> **What the task asks**:
Format the listing, starting at its first line and ending at the line containing "left=659, top=217, right=697, bottom=319", as a two-column CSV with headers query_text and answer, giving one row to each text and the answer that follows it. Put every value in a single quoted field and replace its line breaks with spaces.

> **Excerpted records**:

....

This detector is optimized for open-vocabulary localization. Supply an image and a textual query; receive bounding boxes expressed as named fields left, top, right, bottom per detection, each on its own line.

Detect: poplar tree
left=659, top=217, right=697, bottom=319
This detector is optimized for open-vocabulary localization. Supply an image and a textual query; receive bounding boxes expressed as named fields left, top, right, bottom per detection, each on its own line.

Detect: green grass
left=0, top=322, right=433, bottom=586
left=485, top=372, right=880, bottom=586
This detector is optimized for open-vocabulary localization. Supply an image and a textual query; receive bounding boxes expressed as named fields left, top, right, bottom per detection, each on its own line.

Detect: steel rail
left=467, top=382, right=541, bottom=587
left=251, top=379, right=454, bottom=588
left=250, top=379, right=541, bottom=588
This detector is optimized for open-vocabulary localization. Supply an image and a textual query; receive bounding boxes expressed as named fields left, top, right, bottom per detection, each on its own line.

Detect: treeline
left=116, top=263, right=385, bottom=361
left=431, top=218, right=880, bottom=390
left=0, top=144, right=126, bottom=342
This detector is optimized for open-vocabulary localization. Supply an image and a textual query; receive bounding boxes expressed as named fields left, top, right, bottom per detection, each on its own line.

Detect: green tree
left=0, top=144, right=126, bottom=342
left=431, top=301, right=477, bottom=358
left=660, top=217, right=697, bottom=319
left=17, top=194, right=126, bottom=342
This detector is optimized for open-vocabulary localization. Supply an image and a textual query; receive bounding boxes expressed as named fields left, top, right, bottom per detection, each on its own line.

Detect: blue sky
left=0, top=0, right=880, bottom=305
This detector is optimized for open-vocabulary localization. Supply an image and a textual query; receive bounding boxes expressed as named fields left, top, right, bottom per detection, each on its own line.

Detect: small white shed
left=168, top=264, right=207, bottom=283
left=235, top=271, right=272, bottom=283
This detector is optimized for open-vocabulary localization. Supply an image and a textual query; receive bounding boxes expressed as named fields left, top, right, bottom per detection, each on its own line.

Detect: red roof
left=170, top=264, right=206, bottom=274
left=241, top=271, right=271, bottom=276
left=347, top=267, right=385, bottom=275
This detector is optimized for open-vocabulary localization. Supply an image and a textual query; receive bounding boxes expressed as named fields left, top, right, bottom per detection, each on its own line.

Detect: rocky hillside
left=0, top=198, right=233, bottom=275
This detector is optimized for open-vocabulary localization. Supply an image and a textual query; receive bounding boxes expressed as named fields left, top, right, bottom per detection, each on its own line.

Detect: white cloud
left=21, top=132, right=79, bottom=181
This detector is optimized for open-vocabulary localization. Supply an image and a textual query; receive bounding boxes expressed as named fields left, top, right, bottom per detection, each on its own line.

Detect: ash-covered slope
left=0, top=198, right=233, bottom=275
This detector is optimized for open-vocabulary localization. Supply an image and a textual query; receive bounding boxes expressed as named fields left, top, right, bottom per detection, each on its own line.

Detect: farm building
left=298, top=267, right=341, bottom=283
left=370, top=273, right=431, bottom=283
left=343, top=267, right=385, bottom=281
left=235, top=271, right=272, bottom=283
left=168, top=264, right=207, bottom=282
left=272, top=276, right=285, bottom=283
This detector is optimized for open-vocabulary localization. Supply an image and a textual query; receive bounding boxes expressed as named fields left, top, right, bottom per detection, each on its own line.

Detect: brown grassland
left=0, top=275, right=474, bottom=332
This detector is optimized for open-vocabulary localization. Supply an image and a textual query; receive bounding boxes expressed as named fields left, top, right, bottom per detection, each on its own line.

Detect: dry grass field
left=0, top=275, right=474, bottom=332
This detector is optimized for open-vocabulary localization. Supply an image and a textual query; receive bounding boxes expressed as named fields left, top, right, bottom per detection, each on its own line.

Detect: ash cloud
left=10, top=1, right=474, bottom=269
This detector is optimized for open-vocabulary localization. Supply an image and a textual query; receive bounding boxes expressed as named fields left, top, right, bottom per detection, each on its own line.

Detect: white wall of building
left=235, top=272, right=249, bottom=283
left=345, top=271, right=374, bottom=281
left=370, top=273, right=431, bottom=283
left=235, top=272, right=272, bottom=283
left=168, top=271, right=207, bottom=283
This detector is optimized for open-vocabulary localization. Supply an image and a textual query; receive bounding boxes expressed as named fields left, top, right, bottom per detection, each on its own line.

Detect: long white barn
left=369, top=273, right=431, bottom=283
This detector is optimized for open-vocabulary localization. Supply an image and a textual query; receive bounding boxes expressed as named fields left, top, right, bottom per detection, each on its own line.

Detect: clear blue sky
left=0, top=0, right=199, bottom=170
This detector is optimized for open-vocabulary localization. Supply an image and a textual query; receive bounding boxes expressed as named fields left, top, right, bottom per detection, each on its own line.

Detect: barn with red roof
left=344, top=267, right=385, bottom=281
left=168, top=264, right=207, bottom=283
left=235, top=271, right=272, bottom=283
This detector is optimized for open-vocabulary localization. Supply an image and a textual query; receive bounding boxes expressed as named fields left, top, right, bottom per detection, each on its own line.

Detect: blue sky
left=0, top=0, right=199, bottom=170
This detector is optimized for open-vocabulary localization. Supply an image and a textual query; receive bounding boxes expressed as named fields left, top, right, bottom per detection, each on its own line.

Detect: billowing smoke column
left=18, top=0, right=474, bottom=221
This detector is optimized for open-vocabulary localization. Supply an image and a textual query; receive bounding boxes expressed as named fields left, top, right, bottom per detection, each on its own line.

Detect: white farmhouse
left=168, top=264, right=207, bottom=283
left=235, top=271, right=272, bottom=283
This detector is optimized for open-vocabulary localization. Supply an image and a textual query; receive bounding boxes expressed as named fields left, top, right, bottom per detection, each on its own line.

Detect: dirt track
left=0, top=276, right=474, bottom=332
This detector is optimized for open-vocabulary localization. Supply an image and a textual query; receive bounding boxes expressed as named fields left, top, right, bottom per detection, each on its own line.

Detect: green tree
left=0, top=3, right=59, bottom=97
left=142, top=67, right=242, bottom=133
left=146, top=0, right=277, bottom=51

....

> **Result below**:
query_text,answer
"This detector is optimized for open-vocabulary localization. Supply an image and a textual query; receive bounding boxes expressed as named fields left, top, right, bottom per detection, each on its own line. Detect: poplar tree","left=659, top=217, right=697, bottom=319"